■ **RECORDS SHOWN**:
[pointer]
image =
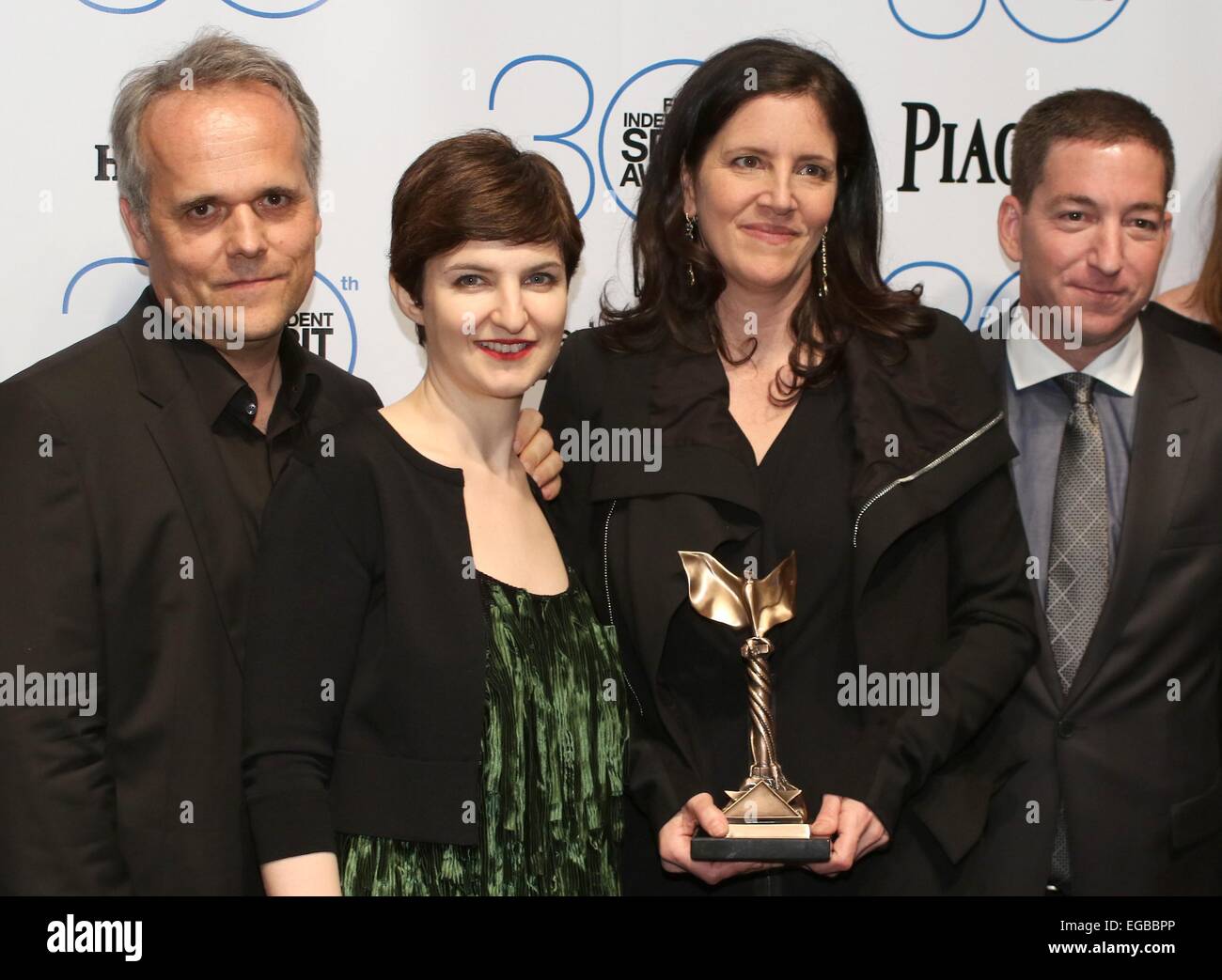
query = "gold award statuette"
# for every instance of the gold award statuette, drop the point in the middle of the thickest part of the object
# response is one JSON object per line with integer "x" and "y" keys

■ **HOW TO COMPLETE THIS TASK**: All lines holding the word "statuette" must be found in the listing and copied.

■ **YOUR SOLUTION**:
query = "gold award statuette"
# for every instance of the gold award statuette, drop the point in the middle of the thickest part of the object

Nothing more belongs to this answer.